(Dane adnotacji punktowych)
========
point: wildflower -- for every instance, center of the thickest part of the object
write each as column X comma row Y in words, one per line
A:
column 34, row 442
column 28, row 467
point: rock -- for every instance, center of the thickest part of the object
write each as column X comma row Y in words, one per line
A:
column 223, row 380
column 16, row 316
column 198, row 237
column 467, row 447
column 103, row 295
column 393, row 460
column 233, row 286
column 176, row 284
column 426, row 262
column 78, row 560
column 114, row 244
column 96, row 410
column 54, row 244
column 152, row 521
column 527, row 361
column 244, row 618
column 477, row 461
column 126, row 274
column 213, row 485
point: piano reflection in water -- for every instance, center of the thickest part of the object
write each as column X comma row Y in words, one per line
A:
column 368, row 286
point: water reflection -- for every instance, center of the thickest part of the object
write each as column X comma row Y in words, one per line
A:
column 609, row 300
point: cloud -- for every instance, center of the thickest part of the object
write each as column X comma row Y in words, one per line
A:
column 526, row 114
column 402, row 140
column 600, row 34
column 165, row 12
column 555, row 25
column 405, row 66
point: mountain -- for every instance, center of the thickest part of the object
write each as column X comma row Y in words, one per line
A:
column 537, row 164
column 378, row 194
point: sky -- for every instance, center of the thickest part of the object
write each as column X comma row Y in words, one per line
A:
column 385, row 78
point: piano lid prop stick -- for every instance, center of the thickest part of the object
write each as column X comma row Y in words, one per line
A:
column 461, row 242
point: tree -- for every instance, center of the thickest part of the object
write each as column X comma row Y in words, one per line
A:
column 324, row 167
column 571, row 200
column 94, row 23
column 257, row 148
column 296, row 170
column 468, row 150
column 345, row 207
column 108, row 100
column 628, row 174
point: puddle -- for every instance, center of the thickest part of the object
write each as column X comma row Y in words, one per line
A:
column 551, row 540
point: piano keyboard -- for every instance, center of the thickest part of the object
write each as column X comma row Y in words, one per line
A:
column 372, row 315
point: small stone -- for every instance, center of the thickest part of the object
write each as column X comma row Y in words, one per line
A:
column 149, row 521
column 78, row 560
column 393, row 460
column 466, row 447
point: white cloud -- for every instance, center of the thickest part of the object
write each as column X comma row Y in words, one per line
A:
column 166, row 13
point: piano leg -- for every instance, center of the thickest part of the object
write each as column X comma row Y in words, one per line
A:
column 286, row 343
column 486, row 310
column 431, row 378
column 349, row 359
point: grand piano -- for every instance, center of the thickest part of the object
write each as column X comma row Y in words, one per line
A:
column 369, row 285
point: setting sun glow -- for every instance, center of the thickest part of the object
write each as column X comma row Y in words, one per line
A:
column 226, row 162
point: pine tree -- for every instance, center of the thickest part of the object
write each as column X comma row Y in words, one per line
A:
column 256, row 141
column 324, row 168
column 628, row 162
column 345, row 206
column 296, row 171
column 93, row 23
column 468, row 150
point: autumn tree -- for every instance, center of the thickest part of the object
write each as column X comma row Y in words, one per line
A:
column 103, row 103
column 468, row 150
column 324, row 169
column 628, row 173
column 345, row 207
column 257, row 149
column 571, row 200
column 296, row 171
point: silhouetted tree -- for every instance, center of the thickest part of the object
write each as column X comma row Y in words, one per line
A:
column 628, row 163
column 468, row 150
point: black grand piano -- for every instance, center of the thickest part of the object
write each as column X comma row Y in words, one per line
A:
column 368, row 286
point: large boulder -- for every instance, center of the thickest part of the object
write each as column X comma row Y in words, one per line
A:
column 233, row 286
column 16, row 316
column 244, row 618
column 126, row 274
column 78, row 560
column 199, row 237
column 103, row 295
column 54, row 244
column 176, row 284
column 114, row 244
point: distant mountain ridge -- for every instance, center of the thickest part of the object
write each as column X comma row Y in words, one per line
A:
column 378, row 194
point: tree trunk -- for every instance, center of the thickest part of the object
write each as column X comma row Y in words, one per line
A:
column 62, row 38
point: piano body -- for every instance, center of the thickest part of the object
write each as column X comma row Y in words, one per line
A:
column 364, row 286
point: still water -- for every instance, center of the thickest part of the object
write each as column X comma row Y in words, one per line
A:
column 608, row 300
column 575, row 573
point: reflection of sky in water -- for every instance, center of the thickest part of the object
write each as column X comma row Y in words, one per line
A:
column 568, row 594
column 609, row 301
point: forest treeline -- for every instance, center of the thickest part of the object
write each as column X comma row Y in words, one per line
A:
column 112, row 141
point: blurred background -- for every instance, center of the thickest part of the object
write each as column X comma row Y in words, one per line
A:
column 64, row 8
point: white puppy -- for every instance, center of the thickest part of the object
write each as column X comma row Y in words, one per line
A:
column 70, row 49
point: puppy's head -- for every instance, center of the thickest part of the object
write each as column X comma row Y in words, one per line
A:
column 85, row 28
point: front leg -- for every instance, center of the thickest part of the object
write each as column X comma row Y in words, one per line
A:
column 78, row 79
========
Zmień we wszystkich pozycjach powyżej każde „thickest part” na „widest part” i podaj je ponownie w całości. Wszystko inne ma pozostać bez zmian.

ROZWIĄZANIE:
point: wildflower -- for every instance, center of the widest part of the object
write each as column X comma row Y in words, one per line
A:
column 34, row 442
column 28, row 467
point: rock -- for every instance, center of the widest part of the object
write each as column X comma row Y in words, one per line
A:
column 223, row 380
column 16, row 316
column 198, row 237
column 467, row 447
column 103, row 295
column 393, row 460
column 233, row 286
column 176, row 284
column 426, row 262
column 78, row 560
column 114, row 244
column 96, row 410
column 54, row 244
column 152, row 521
column 527, row 361
column 244, row 618
column 477, row 461
column 126, row 274
column 213, row 485
point: piano reflection in water -- for every instance, center of the widest part of the object
write each as column X comma row Y in words, one per line
A:
column 368, row 286
point: water reflection -- for every instance, center of the widest part of the object
write each as column X comma row Y in words, one per line
A:
column 609, row 300
point: cloud -- for every instance, center of the widest part of the object
write each as column X comma row Y in words, one per line
A:
column 526, row 114
column 402, row 140
column 600, row 34
column 165, row 12
column 555, row 25
column 405, row 66
point: mountain -- for every instance, center of the widest part of the object
write each as column X comma row Y in words, one per line
A:
column 537, row 164
column 378, row 194
point: sky -- for every instance, center of the widest part of the object
write each as column X comma row Y in words, one per line
A:
column 385, row 78
point: piano lid prop stick -- for every instance, center of the widest part of the object
write each as column X comma row Y in words, one per line
A:
column 461, row 242
point: tree -- for every instance, center of the widest part of the object
write each as column X comma row Y in words, one per line
A:
column 324, row 167
column 571, row 200
column 94, row 23
column 257, row 148
column 296, row 170
column 468, row 150
column 345, row 207
column 108, row 100
column 628, row 174
point: puddle -- for every instance, center of the widest part of the object
write each as column X comma row Y in words, one per line
A:
column 551, row 540
point: piano keyboard -- for every instance, center of the widest part of the object
write each as column X comma row Y in words, one per line
A:
column 372, row 315
point: small stone -- for every instance, center of the widest part of the object
write each as column X comma row Y in words, one per line
A:
column 149, row 521
column 78, row 560
column 393, row 460
column 466, row 447
point: white cloud -- for every instance, center of the widest part of the object
write each as column X comma row Y in words, one per line
A:
column 166, row 13
point: piano leg -- for every instance, center of the widest part of the object
write each as column X comma row Y in words, one per line
A:
column 286, row 343
column 486, row 310
column 431, row 378
column 349, row 359
point: grand piano -- for every instance, center of the widest part of the object
write each as column X comma row Y in words, one per line
A:
column 369, row 285
point: setting sun glow -- for every instance, center of the widest part of the object
write each as column X comma row Y in words, one per line
A:
column 226, row 162
point: pine tree -- for every instance, center of the widest part of the object
write each as column X comma row Y in words, one per line
A:
column 256, row 141
column 324, row 168
column 628, row 162
column 345, row 206
column 296, row 171
column 93, row 23
column 468, row 150
point: autumn tree -- for every instance, center of the widest part of the object
write each as column X comma row Y in words, one per line
A:
column 103, row 103
column 468, row 150
column 324, row 169
column 628, row 173
column 345, row 207
column 257, row 149
column 571, row 200
column 296, row 171
point: silhouetted tree -- for every instance, center of the widest part of the object
write each as column X comma row Y in words, one per line
A:
column 628, row 163
column 468, row 150
point: black grand piano -- for every instance, center of the widest part of the object
write each as column X comma row Y in words, one per line
A:
column 368, row 286
point: large boulder -- for every instance, center of the widest part of the object
write each as column X comma row Y in words, one per line
A:
column 233, row 286
column 16, row 316
column 244, row 618
column 126, row 274
column 78, row 560
column 199, row 237
column 103, row 295
column 54, row 244
column 176, row 284
column 114, row 244
point: distant mountain ridge -- for every instance, center of the widest part of the object
write each as column X comma row Y in words, one per line
A:
column 378, row 194
point: tree trunk -- for every instance, center of the widest part of the object
write each as column X comma row Y in words, one per line
A:
column 62, row 38
point: piano body -- for every instance, center of the widest part of the object
write each as column X comma row Y in words, one per line
A:
column 364, row 286
point: still water -- for every instance, center of the widest part of the object
write each as column X comma row Y in words, one per line
A:
column 608, row 300
column 575, row 573
point: reflection of sky in water -- for every instance, center of the widest part of the object
write each as column X comma row Y in words, one per line
A:
column 568, row 594
column 609, row 301
point: forest treeline -- for every instance, center of the widest part of the object
write each as column X comma row Y in words, one per line
A:
column 112, row 141
point: blurred background -- for every instance, center of the widest part of the object
write each as column X comma row Y in words, one per line
A:
column 64, row 8
point: white puppy -- for every instance, center of the widest part of the object
write each as column X comma row Y in words, one per line
A:
column 70, row 49
point: puppy's head -- for every instance, center of the widest part of the object
write each as column X comma row Y in words, one per line
A:
column 85, row 28
point: front leg -- for every instance, center of the widest part of the object
write each as column X comma row Y in words, one per line
A:
column 78, row 79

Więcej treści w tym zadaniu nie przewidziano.